→ **Passage to read**:

All in all, I think that L’Eau d’Iris is a perfume that will appeal to those who like light, fresh, clean, soft, powdery, soapy florals of an extremely unobtrusive nature. It is the furthest thing from my personal cup of tea, but then I’m not one for iris scents in general, let alone something like this. However, if I were to put myself in the shoes of someone who likes these sorts of fragrances, I would probably write a review like that of the Fragrantica commentator, “Vintage_Scent“:
This is my new Spring in a bottle! It is soft pastels and delicate pink petals all riding on a fluffy, powdery cloud! The iris is just as beautiful as ever, but it is definately a light-as-a-feather soft pastel iris. […] The mint is light, but it is always there, all the way through the drydown, which is simply sublime. The drydown is probably my favorite part. It is so soft and angelic, like angels’s wings. […] I must say that midway through this perfume has to be the soapiest perfume I have ever smelled…then the lovliest iris blooms at the end in the most romantic way. Beautiful.
I can completely see how someone who adores fresh, clean, soft florals might view the fragrance that way. At the same time, I have to caution those who may not be a fan of powdery fragrances, especially as the note turned a little sour on someone other than myself. And if you’re looking for a perfume with sillage, forget about it!
I’m trying to be fair to L’Eau d’Iris, but I really don’t think it’s particularly special or noteworthy. However, if you love Prada’s hugely popular original, Infusion d’Iris, or if you love powdery, clean scents in general, then it is probably worth a sniff.
Hello dear Kafka, the name is a mouthful and I have to say that I have not actively sought this out. I guess I have to go over to Macy’s to take a sniff — can you sense the excitement (not), considering that I have to keep an open mind about the note that must not be named. Also, I would place Macy’s one rung above Saks in terms of fragrance shopping experience. I like Infusion d’Iris in EDT and in the absolue, acknowledging that they are very different. As to iris, which is my favorite note, I like powdery and rooty/earthy, but not old ladyish or lipstick-like (shudder).

→ **Raw records**:

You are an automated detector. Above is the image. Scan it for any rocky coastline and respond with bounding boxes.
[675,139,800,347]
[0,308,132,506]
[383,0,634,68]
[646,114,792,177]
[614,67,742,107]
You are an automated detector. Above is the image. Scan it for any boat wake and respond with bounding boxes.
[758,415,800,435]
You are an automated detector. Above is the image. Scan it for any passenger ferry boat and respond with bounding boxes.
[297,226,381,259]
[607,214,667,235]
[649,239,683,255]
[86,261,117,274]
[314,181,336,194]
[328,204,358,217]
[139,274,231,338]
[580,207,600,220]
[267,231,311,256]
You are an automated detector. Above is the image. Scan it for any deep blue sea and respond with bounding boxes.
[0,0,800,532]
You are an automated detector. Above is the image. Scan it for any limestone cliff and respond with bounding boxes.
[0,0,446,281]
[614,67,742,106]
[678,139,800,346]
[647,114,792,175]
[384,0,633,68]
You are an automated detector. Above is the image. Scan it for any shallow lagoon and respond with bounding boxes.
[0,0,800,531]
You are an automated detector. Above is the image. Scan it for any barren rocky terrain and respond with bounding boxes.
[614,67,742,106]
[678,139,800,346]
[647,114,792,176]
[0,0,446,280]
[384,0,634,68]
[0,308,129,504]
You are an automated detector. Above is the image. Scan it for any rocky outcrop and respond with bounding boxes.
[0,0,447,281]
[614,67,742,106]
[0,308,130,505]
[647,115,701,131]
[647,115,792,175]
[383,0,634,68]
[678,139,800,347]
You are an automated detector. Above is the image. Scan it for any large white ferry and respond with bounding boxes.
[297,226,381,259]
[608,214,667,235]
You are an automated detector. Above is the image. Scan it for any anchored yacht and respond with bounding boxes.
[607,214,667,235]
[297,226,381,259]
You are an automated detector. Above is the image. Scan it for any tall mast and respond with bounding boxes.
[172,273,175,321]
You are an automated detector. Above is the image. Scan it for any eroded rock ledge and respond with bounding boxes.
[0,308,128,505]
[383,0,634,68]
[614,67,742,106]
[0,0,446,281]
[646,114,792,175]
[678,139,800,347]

→ **Requests**:
**1.** Based on the perfume review, answer yes or no to whether each statement agrees with it, and back each answer with the deciding words quoted from the review. (a) The reviewer says L’Eau d’Iris has strong sillage. (b) The quoted Fragrantica commentator calls the drydown probably their favorite part. (c) The reviewer is generally fond of iris scents.
**2.** Pick up the perfume review after its final sentence and keep writing it.

→ **Results in order**:
**1.**
(a) No: "if you’re looking for a perfume with sillage, forget about it!"
(b) Yes: "The drydown is probably my favorite part."
(c) No: "I’m not one for iris scents in general"

**2.**
I do like the pink and green bottle but not enough to buy it just for that. I like the Absolue version of this but the others haven’t thrilled me. I know I tried this but I can’t for the life of me remember it so your calling it forgettable was accurate I guess.
LOL! You can’t even recall how it smelled! I think that says it all. And I’m glad to know it’s not just me with my non-iris tastes who thought so. 🙂
What a shame. I like the bottle, and quite like the idea of Infusion d’Iris with an almond note. Too bad this doesn’t seem to be what I imagined it could be. 😦
What did you hope it would be, Natalie? Less fleeting and more floral? The good news is that it doesn’t seem hard to come by for a test sniff (you’re in the US, right?), so the next time you’re in a Macy’s, you can give it a spray and see if maybe it works better on your skin. 🙂
I like Prada’s scents. I think for something so easily available, you could do a lot worse. Since Daniela Roche Andrier has come on the scene, their scents have all been elegant and well-done. I also think that the spareness of her fragrances for the house makes them have little if no longevity on my skin (I’m sure other people are luckier). Infusion d’Iris on me went on like a nice sheer veil, and then that veil fell off 15 minutes later. So sad!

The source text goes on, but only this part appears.